Source extract –
============================================================

One of them grew up poor and on a farm in Hazard, KY, and both the shotgun and .22 were used for hunting to put food on the table for small game. My other grandpa grew up in the city of Cincinnati. His family was not rich, but still lived comfortably and often drove out to the country to hunt recreationally, he only talks about using a shotgun to hunt for rabbits. I don’t think he owned the .22 until he was an adult and moved into the country where he had a garden and chickens, and I assume the .22 was needed at that point to dispatch pests.

Unfortunately both of them have had those older firearms stolen, but it sounds like they were all pretty basic workhorses like Stephens models. Both being fairly practical, I can’t imagine either would have owned a .22 purely for plinking; if it wasn’t necessary to spend money on something, they didn’t buy it.

I don’t think we always realize how lucky we have it now days. People complain about not making enough money to have a decent living, but we still manage to have enough to own more firearms than we really “need”. Not to mention all the other unnecessary stuff we buy (cell phones, multiple TV’s, houses 3x larger than the “great generation” raised the baby boomers in). Heck, when I have a groundhog that’s needs taken care of, I have multiple .22 rifles or handguns to choose from, and multiple types of .22 ammo to use.
 
The only thing I want to point out that isn't necessarily correct doesn't really concern .22 rimfirea.

A deer carcass won't go bad before you can eat it, even with no refrigeration. You just have to be quick about getting a fire going and slicing the deer up to make jerky. Just a little tip for anyone that might have to someday shoot a deer, in warm weather, for survival.

Edit: And don't forget to keep flies off of it while you're starting that fire and slicing meat.
I've made jerky, you will not get more than few pounds jerked over a fire before it goes bad. If you could figure a way to smoke it maybe or salt it but in survival situation most of its going to go bad.
 
I've made jerky, you will not get more than few pounds jerked over a fire before it goes bad. If you could figure a way to smoke it maybe or salt it but in survival situation most of its going to go bad.

In a survival situation I'd start smoking the whole carcass (minus organs and excess blood) while I'm cutting jerky strips and skinning it.The key would be to have smoking racks already set up around a fire pit or know how to quickly build some. It becomes more feasible if you have another set of hands to help out.
 
.22lr is an excellent 'meat maker' due to the low ammount of damage to the meats your procuring.
Small game, like Squirrles and Rabbits can be skinned, gutted and dryed whole.
I dry up at least 10 Caribou every year, Spring and Summer.
Meat is dryed by the wind, not over fires.... cut into 'sheets'. hung and dryed, then the sheets reduced to strips the next day. If you can, keep it in the shade, the sun will ripen meats quickly.

============================================================

Dataset extract –
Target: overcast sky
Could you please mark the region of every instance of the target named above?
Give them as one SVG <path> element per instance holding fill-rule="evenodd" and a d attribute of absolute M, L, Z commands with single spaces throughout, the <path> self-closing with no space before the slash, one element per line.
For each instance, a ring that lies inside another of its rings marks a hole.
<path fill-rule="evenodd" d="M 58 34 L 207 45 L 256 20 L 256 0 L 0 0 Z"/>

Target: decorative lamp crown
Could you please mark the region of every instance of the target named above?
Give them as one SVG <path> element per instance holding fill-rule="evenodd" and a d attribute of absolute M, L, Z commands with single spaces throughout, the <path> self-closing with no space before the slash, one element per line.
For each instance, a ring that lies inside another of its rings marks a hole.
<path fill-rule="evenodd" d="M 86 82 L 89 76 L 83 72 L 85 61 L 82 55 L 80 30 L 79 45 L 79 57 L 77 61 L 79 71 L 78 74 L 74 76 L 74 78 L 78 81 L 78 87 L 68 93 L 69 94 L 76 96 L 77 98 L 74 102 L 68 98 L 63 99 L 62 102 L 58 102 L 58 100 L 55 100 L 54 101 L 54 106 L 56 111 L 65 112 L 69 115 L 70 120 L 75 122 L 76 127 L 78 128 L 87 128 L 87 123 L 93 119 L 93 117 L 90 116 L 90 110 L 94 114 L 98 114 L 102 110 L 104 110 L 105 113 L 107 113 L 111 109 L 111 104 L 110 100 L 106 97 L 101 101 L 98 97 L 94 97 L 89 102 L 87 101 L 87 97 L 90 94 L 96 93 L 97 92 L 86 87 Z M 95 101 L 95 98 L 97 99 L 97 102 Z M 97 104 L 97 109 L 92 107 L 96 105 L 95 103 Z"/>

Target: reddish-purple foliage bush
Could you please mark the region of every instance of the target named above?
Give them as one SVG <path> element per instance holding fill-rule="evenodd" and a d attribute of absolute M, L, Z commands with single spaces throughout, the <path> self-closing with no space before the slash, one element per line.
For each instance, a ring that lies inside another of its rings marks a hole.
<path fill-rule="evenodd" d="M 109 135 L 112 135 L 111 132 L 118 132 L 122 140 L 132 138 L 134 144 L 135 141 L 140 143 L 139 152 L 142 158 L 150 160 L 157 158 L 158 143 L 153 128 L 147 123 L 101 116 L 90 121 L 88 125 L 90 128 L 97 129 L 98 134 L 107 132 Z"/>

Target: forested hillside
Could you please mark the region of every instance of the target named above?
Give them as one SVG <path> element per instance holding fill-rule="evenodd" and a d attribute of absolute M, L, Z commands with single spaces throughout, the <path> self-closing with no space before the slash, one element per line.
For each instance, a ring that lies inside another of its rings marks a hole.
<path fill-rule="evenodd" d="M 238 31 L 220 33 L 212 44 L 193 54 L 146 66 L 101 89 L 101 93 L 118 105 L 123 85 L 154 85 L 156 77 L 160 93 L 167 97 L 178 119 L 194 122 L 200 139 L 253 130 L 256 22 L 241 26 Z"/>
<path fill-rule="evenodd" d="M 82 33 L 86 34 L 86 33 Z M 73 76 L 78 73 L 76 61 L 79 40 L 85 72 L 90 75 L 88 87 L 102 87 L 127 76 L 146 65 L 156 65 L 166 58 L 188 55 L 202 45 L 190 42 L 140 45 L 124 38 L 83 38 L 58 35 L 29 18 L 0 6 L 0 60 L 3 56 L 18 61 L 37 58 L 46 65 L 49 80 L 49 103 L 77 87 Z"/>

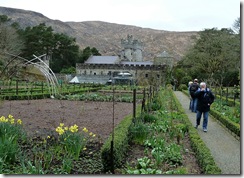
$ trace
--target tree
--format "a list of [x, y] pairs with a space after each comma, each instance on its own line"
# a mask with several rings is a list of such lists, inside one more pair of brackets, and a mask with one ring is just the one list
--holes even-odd
[[9, 25], [10, 19], [0, 15], [0, 78], [9, 79], [19, 71], [19, 60], [12, 55], [21, 53], [24, 41], [18, 35], [17, 30]]
[[182, 60], [197, 76], [211, 84], [223, 84], [225, 72], [236, 70], [239, 62], [236, 34], [231, 29], [205, 29]]
[[62, 33], [54, 33], [52, 27], [41, 23], [34, 27], [20, 30], [25, 39], [26, 47], [23, 57], [32, 59], [36, 56], [46, 54], [50, 57], [50, 68], [59, 73], [63, 68], [75, 67], [79, 57], [79, 46], [75, 38]]
[[41, 23], [34, 27], [26, 27], [20, 30], [20, 34], [25, 40], [25, 48], [22, 51], [22, 57], [32, 59], [36, 56], [47, 54], [51, 55], [55, 47], [54, 33], [52, 27], [47, 27]]
[[79, 46], [75, 38], [65, 34], [54, 35], [55, 46], [52, 50], [51, 69], [60, 72], [63, 68], [75, 67], [79, 58]]
[[78, 62], [84, 63], [91, 55], [101, 56], [101, 54], [99, 53], [99, 51], [95, 47], [90, 48], [90, 46], [88, 46], [82, 50]]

============================================================

Exercise requirements –
1. Write out everything in the hunting discussion from "In a survival" down to "and dryed whole.".
2. Extend the hunting discussion, starting after its last sentence.
The data has no connection to the hunting discussion.

In response –
1.
In a survival situation I'd start smoking the whole carcass (minus organs and excess blood) while I'm cutting jerky strips and skinning it.The key would be to have smoking racks already set up around a fire pit or know how to quickly build some. It becomes more feasible if you have another set of hands to help out.
 
.22lr is an excellent 'meat maker' due to the low ammount of damage to the meats your procuring.
Small game, like Squirrles and Rabbits can be skinned, gutted and dryed whole.

2.
If flys lay eggs on your meat, remove them.

Eat the organs while your meats hang.

The fire is for smoke, to keep the flys off. Poplars,(called Cottonwood here) Alders, fruit woods and hickory make good tasting smokes.

Skin a Deer and hang it, the outside will crust, but it wont go bad right away unless left in the sun. Just be sure no 'meat to meat contact' is keeping anywhere moist.
 
.22 and .32 were popular calibers back in the days before antibiotics. While nobody wants to be shot, even a non-incapacitating wound could prove fatal due to gangrene and/or septicemia back in those days. As a result, those little lead pills were given more credence in the self-defense arena.
 
My Grandpa told me his dad would send him out whitetail hunting (among other animals) with a 22lr at 9 years old. When he was about 85 years old I asked him if any whitetail got away on him using a rimfire. He replied "never, I plugged them in the ear, then fed my dad and brother". Along with, ".22lr has killed more deer in this country than the 30-30". Not sure if that's true but he grew up real poor and .22lr was all his dad allowed him.
 
Dang it Gunnie you have two more .22 rifles in your safe than I have in mine! Gotta go shopping now. Yep I cut my teeth on a single shot .22 Stevens bolt rifle that was handed down to me in the mid 60's. As a youngster of 8 I can relate to the two bullets and the need to bring back two rabbits for lunch in return.:thumbup: It was understood that this was my job around the farm.
 
When I was a kid, insted of an allowance, my dad gave me a few box's of .22lr. 2$ got 4 box's back then,and I had a semi auto Marlin 60 my mom gave me (she got it in a garage sale). Monday was ''payday'' and I shot all week, when I had time.
We live in a place called 'Patrick Creek'' just out side of Kalispell Montana, and1/4 mile to a mile between neighbors then, I had a 100 yard .22 range by a pond in our back yard , and I spent endless hours working and earning , then shooting my ammo.
By the time I was 12, Grouse, Rabbits, Squirrles, were one shot deals, even the Dragonflys were scared to hesitate along the pond.....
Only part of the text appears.